**Text shown**:

• • • • • • •

Fifty-one civil society organisations (CSOs) across the country on Friday urged the Federal Government to urgently decongest Correctional Centres and Police cells.

They accused the police of keeping suspects in custody for minor offences, contrary to the Inspector-General of Police’s instructions, following the Coronavirus (COVID-19) pandemic.

The IGP, they said, recently ordered that persons suspected of bailable offences such as misdemeanours, should not be detained at Police stations for safety reasons and because of the shut down of courts in several states.

The CSOs include: Amnesty International Nigeria, Rule of Law and Accountability Advocacy Centre, Foundation for Justice and Rehabilitation of Prisoners, Civil Society Legislative Advocacy Centre, Legal Defence & Assistance Project and Prisoners’ Rights Advocacy Initiative, among others.

In a statement, they said: “We note, in particular, the IGP’s directives to State and Zonal commands to avoid unnecessary arrests and detention of persons in police cells except for serious (capital) offences.

• • • • • • •

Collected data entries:
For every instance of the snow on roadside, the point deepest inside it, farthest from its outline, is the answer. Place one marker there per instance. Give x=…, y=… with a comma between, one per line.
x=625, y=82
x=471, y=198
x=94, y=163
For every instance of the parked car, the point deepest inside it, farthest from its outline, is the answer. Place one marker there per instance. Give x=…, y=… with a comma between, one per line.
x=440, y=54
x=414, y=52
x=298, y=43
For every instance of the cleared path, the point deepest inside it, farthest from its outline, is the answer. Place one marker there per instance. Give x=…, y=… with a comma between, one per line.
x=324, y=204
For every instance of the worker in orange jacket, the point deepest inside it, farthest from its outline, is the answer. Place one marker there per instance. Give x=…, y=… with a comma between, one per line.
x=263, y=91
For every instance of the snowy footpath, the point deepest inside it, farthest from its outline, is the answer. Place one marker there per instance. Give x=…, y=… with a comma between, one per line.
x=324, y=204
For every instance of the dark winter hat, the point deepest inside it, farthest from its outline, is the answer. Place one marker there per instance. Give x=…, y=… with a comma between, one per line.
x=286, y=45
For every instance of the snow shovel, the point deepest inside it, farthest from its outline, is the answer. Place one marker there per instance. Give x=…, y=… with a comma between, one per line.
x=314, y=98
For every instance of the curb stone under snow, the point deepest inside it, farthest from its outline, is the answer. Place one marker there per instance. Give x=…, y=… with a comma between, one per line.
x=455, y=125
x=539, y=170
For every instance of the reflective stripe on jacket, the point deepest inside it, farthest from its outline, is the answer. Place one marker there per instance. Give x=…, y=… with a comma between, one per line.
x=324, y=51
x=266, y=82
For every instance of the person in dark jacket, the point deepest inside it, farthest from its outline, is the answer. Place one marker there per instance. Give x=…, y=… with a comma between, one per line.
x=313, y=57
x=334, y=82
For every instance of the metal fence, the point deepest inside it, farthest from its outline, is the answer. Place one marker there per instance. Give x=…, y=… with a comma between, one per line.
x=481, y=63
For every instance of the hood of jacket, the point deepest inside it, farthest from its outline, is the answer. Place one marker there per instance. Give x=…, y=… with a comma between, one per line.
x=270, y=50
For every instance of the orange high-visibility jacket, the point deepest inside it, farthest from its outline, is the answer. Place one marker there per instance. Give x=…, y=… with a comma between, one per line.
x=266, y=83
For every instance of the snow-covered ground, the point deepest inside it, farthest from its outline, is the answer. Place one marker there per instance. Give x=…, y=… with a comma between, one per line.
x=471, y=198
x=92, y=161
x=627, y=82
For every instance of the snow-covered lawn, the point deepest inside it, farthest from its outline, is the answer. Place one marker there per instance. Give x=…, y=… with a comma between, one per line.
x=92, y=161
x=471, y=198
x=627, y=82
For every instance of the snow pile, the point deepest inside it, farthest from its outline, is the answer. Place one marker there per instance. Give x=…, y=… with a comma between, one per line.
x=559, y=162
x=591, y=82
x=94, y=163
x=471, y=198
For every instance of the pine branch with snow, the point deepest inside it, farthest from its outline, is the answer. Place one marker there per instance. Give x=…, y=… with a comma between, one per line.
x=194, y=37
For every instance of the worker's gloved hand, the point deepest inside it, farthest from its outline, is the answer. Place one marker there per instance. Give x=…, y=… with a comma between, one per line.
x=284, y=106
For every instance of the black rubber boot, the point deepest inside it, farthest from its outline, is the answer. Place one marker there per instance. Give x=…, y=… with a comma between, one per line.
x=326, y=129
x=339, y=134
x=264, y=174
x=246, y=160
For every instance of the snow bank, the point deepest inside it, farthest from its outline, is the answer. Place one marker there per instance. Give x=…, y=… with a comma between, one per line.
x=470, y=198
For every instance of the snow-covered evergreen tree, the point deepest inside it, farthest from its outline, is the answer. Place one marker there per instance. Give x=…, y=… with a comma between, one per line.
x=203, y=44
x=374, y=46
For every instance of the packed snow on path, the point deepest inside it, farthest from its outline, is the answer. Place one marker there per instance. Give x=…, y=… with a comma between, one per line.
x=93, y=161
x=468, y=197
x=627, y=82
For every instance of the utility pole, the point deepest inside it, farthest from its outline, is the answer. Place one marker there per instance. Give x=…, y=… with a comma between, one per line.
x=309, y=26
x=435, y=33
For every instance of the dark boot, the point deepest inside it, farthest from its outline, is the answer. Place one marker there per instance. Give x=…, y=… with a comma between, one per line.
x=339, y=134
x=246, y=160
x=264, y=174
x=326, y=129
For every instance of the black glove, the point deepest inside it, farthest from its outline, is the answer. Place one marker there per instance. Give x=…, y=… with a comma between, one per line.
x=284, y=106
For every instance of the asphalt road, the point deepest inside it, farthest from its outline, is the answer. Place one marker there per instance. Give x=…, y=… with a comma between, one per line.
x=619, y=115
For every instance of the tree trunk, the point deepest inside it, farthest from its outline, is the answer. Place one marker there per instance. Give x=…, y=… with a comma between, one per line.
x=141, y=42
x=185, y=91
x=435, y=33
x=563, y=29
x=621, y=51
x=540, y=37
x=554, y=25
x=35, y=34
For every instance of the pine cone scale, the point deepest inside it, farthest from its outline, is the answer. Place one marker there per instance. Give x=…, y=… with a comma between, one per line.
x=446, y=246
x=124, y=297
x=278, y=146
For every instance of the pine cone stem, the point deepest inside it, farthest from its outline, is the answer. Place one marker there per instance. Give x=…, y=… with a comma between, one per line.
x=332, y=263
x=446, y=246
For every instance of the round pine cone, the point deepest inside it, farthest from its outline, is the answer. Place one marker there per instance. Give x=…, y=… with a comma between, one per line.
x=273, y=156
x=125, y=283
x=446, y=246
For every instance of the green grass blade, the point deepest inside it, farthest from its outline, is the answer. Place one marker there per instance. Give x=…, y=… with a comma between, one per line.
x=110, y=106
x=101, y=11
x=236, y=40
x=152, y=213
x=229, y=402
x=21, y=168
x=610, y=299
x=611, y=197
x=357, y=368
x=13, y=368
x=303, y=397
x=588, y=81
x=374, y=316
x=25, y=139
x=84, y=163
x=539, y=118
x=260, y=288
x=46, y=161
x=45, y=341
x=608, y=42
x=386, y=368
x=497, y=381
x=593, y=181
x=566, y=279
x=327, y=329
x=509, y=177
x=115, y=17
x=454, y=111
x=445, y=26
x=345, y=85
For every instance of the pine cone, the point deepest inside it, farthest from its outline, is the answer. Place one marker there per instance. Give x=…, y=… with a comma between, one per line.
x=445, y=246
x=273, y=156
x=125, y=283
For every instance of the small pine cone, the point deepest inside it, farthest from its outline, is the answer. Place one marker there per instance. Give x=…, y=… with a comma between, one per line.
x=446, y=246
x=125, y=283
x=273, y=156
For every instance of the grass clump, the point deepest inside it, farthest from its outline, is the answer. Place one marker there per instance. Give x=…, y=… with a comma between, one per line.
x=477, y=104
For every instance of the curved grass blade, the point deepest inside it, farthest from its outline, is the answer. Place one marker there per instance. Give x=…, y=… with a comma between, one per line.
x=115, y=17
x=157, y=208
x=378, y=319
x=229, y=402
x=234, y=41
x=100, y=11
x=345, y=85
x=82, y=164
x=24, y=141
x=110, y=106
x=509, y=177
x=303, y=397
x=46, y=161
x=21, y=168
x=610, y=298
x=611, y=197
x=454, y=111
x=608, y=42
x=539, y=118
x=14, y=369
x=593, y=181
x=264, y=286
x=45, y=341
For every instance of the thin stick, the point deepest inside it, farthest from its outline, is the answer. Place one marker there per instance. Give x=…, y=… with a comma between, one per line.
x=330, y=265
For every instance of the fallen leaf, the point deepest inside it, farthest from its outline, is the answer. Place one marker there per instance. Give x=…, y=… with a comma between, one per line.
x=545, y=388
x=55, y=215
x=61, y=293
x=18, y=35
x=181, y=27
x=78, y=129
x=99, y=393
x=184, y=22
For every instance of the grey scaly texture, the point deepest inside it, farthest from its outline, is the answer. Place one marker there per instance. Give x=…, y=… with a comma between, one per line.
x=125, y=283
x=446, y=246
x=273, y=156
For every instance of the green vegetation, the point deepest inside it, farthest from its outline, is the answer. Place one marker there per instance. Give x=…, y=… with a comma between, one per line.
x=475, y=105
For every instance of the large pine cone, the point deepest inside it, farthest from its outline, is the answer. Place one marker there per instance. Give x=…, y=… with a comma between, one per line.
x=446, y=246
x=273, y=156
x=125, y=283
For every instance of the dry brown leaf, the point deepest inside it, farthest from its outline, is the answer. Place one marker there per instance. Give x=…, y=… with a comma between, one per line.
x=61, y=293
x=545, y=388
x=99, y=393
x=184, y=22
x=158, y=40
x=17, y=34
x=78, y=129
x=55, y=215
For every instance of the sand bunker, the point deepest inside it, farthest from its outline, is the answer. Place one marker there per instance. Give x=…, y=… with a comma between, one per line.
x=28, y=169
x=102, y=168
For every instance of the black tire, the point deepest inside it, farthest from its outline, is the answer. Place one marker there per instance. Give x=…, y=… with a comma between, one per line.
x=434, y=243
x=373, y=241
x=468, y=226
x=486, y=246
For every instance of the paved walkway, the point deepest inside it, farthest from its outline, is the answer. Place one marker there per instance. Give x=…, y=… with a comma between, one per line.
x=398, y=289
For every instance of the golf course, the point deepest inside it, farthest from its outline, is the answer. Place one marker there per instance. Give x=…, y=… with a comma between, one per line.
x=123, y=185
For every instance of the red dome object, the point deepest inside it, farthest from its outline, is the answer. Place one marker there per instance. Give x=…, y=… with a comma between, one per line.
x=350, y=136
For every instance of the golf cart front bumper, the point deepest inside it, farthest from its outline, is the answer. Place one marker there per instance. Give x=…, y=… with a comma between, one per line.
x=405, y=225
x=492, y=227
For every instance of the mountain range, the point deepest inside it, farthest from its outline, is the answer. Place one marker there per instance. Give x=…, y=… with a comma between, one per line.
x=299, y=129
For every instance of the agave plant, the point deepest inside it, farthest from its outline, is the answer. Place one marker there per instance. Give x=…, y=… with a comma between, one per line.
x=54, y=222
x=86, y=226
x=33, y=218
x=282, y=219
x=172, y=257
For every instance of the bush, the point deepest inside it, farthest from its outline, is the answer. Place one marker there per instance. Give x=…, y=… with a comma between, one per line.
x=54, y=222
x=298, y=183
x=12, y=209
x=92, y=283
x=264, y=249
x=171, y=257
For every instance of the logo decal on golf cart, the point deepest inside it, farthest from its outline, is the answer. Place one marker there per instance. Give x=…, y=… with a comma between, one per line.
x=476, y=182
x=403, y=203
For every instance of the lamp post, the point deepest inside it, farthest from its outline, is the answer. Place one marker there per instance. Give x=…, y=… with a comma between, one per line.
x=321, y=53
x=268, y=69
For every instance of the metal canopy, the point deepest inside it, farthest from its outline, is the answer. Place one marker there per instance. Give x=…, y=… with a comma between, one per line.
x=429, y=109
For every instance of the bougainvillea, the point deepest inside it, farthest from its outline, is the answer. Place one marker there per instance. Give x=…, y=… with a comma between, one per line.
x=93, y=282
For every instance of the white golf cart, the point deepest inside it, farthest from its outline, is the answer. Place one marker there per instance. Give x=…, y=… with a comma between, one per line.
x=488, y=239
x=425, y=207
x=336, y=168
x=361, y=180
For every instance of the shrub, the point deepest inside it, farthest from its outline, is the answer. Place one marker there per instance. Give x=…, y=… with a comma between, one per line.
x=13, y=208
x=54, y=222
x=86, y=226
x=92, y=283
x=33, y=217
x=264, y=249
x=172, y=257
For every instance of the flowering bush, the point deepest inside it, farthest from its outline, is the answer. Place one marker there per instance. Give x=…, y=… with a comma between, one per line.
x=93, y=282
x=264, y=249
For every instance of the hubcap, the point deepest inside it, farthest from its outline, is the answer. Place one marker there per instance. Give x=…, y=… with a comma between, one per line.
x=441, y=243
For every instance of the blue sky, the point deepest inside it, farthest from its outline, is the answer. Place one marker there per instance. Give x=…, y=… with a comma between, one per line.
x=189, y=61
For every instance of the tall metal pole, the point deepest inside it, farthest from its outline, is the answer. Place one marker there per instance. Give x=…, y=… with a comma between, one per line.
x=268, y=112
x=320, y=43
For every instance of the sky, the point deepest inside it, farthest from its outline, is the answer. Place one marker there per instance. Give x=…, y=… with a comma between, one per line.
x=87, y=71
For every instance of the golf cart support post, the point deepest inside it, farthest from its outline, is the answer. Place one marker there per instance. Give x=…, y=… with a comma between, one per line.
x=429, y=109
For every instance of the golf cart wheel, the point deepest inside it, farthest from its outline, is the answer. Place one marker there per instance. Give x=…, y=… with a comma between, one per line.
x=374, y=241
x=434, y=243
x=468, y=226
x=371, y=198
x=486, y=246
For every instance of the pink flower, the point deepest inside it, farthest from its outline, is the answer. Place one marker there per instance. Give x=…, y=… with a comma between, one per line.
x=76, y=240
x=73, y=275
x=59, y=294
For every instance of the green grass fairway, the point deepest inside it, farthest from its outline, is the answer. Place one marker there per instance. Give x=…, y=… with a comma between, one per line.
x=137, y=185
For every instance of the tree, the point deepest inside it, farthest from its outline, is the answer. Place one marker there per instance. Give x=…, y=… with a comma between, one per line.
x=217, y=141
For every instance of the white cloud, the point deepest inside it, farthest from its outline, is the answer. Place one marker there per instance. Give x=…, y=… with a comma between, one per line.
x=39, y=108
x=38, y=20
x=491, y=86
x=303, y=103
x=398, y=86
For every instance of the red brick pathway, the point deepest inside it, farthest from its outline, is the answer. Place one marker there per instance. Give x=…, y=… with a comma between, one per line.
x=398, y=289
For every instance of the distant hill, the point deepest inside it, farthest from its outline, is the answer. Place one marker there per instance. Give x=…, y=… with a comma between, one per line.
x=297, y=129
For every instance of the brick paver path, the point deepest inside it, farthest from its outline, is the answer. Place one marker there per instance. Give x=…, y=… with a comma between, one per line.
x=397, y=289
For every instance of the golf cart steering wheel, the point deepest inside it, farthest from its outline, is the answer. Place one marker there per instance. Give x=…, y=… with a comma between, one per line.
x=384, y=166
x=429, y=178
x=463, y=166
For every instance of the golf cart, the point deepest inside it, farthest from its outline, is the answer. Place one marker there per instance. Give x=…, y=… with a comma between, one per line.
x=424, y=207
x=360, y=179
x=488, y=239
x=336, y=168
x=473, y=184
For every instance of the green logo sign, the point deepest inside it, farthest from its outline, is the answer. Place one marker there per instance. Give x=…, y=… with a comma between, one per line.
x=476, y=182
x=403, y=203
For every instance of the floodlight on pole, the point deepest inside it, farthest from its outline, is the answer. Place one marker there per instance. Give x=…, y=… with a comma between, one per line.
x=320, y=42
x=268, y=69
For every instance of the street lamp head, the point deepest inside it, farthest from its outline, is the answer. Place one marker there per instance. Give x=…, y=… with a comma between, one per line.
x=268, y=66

• • • • • • •

**Work order 1**: Reproduce the passage of the news report on decongesting correctional centers from "They accused the" to "serious (capital) offences.".
**Work order 2**: Continue the news report on the civil society call to decongest correctional centers and police cells, picking up after its final sentence.

**Answer space 1**:
They accused the police of keeping suspects in custody for minor offences, contrary to the Inspector-General of Police’s instructions, following the Coronavirus (COVID-19) pandemic.

The IGP, they said, recently ordered that persons suspected of bailable offences such as misdemeanours, should not be detained at Police stations for safety reasons and because of the shut down of courts in several states.

The CSOs include: Amnesty International Nigeria, Rule of Law and Accountability Advocacy Centre, Foundation for Justice and Rehabilitation of Prisoners, Civil Society Legislative Advocacy Centre, Legal Defence & Assistance Project and Prisoners’ Rights Advocacy Initiative, among others.

In a statement, they said: “We note, in particular, the IGP’s directives to State and Zonal commands to avoid unnecessary arrests and detention of persons in police cells except for serious (capital) offences.

**Answer space 2**:
“However, we note, with serious concern, that in some states, people are still held in police cells, some for bailable offences such as misdemeanours.

“For suspects held for serious offences such as capital offences, Police are not able to charge them to courts because the courts are currently shut down.

“We also note that most states have no functional testing laboratories and isolation centres, and detainees in urgent need of medical attention in those states can’t access healthcare.

“These ones are made vulnerable to more dangers than just the likely exposure to the deadly virus.”

They urged the IGP to order commissioners and Divisional Police Officers to decongest cells by immediately releasing persons still held in custody for minor offences.

The CSOs also demanded that the IGP monitor compliance with his directives against indiscriminate arrests and detentions and ensure consequences for non-compliance, to prevent re-congestion.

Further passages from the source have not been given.